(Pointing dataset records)
--*--

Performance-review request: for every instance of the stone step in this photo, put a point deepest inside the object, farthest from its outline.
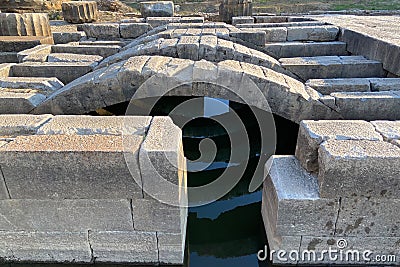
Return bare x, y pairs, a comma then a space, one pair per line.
328, 86
326, 67
68, 57
75, 48
43, 85
8, 57
305, 49
66, 72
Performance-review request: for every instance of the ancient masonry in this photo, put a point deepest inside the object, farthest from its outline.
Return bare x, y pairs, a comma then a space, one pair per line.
336, 78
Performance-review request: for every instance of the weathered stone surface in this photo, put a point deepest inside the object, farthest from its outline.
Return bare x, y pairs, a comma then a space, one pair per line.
29, 24
124, 246
66, 57
101, 50
385, 84
107, 31
171, 248
289, 193
22, 102
312, 33
65, 215
71, 166
369, 105
88, 125
66, 72
314, 133
325, 67
37, 54
390, 130
80, 11
133, 30
360, 217
157, 9
67, 37
14, 125
242, 20
43, 85
328, 86
56, 247
19, 43
343, 162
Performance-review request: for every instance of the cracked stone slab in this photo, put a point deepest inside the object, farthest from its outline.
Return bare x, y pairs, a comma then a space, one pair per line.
56, 247
343, 162
390, 130
313, 133
124, 246
72, 166
21, 124
289, 192
67, 215
89, 125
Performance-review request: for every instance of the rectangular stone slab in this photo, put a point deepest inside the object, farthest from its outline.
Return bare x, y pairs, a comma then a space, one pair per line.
354, 168
313, 133
292, 202
72, 166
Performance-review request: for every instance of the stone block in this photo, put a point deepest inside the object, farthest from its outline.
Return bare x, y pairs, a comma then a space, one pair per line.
312, 33
80, 11
157, 9
14, 102
29, 24
66, 72
133, 30
106, 31
89, 125
289, 193
67, 57
72, 166
369, 105
86, 49
358, 168
14, 125
328, 86
313, 133
124, 247
67, 215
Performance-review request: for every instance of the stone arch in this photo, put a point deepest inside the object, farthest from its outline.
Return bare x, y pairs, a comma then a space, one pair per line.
117, 83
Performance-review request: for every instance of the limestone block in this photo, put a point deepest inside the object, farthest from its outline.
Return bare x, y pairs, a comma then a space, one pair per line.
28, 24
14, 125
134, 30
71, 166
313, 133
89, 125
80, 11
328, 86
66, 72
66, 57
56, 247
188, 47
124, 246
390, 130
385, 84
106, 31
312, 33
292, 201
157, 9
14, 102
86, 49
67, 215
369, 105
343, 162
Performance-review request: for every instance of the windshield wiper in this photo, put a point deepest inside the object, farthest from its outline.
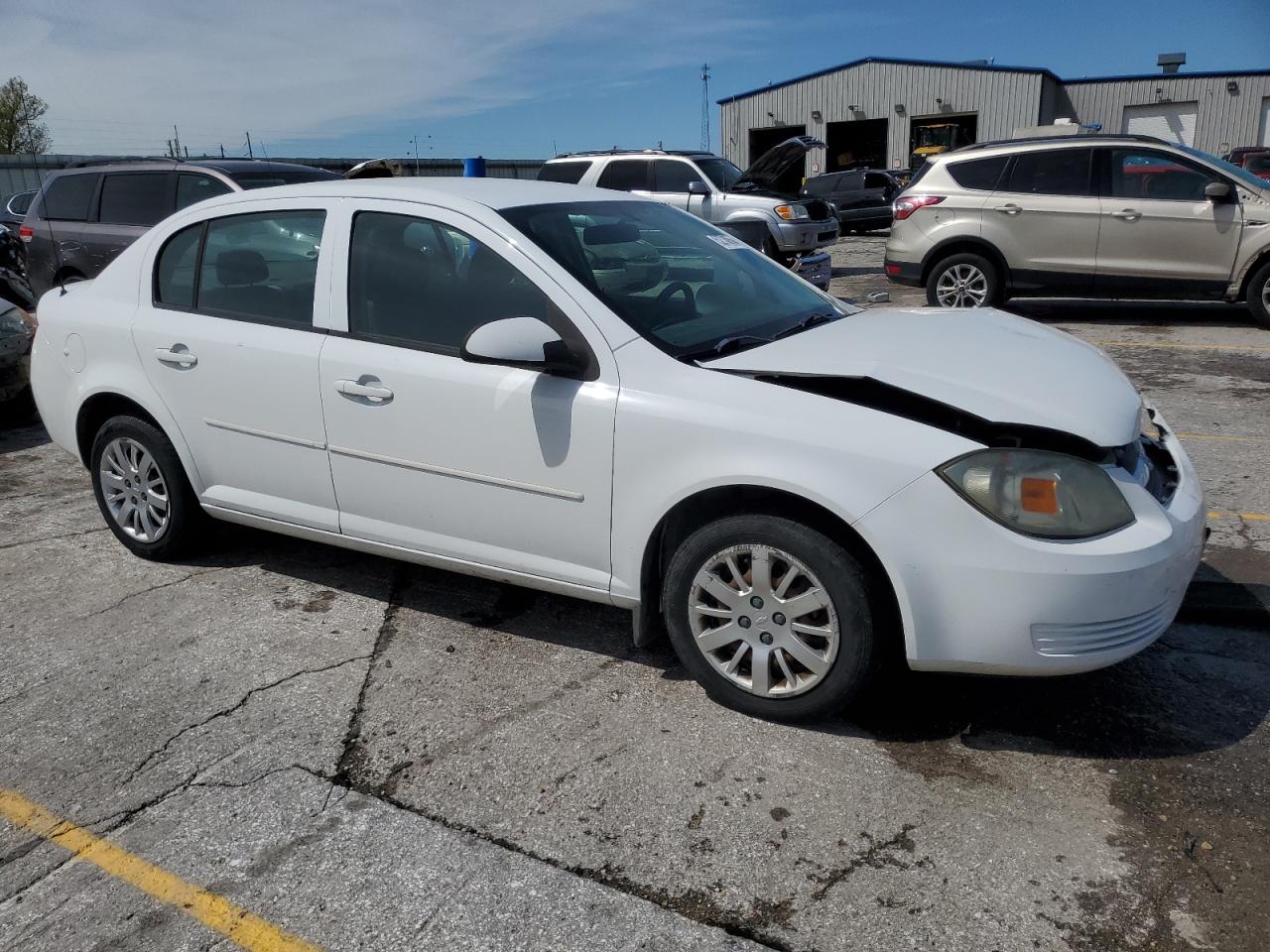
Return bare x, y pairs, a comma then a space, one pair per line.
728, 345
812, 320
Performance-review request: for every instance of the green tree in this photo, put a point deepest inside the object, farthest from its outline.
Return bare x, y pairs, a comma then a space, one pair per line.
21, 111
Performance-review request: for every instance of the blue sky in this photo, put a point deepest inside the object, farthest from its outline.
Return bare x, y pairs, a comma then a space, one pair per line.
520, 77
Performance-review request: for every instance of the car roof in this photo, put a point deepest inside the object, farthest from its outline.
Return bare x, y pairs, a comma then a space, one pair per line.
492, 193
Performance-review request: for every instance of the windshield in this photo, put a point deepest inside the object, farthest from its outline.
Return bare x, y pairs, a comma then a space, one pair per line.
267, 178
688, 287
721, 173
1243, 176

--*--

- The task: Return the material exactly as given, apart from the pictures.

- Reply to the exercise:
Performance-review request: for every instance of the stone step in this photo, put a point deepest inside the object, farthest from its outline.
Return bare x, y pairs, a comma then a space, one pair per line.
328, 86
326, 67
68, 57
75, 48
43, 85
8, 57
305, 49
66, 72
Performance-review request: for every instance of the ancient masonry in this photo, put a point deepest inside the object, farthest from its outline.
Return bare x, y pairs, a comma then a space, one pair per line.
336, 78
Performance-review request: for every instance of the weathered stone surface in this photo, put a point deepest inside the object, farthest from its outline.
Return bare x, y pairs, a comma then a space, one pair per line.
29, 24
124, 246
66, 57
101, 50
385, 84
107, 31
171, 248
289, 193
22, 102
312, 33
65, 215
71, 166
369, 105
88, 125
66, 72
314, 133
325, 67
37, 54
390, 130
80, 11
133, 30
360, 217
157, 9
67, 37
14, 125
242, 20
43, 85
328, 86
56, 247
19, 43
343, 162
Performance-review request: for every instance of the cracked stone slab in this photo, put a point deepest inside the object, farthest from its outline.
Return bare x, y pairs, a comma then a space, one pair per line.
56, 247
343, 162
390, 130
313, 133
124, 246
72, 166
21, 124
289, 192
67, 215
89, 125
Performance-review request: for every instance of the rectangular stone slab in this photo, put a point deepest inside the object, farthest from its outline.
Return bare x, y pairs, a comma then a space, one pair per line.
354, 168
313, 133
292, 202
72, 166
Performance-review request: for every instance of the stone block in this photo, put a point deepest inside the object, farthest from its outline.
Return bare x, y pairs, a comma then a space, one pair per line.
312, 33
80, 11
157, 9
14, 102
29, 24
66, 72
133, 30
106, 31
89, 125
289, 193
67, 57
72, 166
369, 105
86, 49
358, 168
14, 125
328, 86
313, 133
124, 247
67, 215
Performance-review request: for every instance of the stone arch in this photo, put a point deepest inside the object, farthest from its outline.
Return bare x, y pairs, a comma then a space, one pair per line.
117, 83
Performance-review request: for every instance of the limestone block in this photo, put a point deepest inside the object, farthest from its outline.
Return bare x, y pairs, a comma then a space, one pair per line.
28, 24
14, 125
134, 30
71, 166
313, 133
89, 125
80, 11
328, 86
66, 72
66, 57
56, 247
188, 47
124, 246
390, 130
385, 84
106, 31
312, 33
292, 201
157, 9
14, 102
86, 49
67, 215
369, 105
343, 162
Performance-review request: for every instance of the windshield wiper in this photo, put a point deepest inside the object, farthest from its outline.
Return bare x, y pairs, a comma then a space, one pair per line.
728, 345
812, 320
Performance-review request: for every instance of the green tree in this photo, put a point deepest inside the object, farthest from its outline.
Return bare x, y pairs, a comma then a space, one pair per line.
21, 111
Performance-review request: for every instance of the blue sky in this photo, put a point deepest inside the object, farthest from its outline.
Return bare x, y pairs, a comma then a space, one pair per line.
520, 77
Performance-review request: for every instance of the car roof in this photo, put a point deepest inside the object, farthest from its outline.
Return bare x, y pairs, a comma then a space, one pair per line.
492, 193
Performance-review request: for every instance of the windshield in this photo, put a point deepest inside the object, farthest from its outline.
Return bare x, y pairs, a comma then a space, one pair per line.
267, 178
688, 287
721, 173
1243, 176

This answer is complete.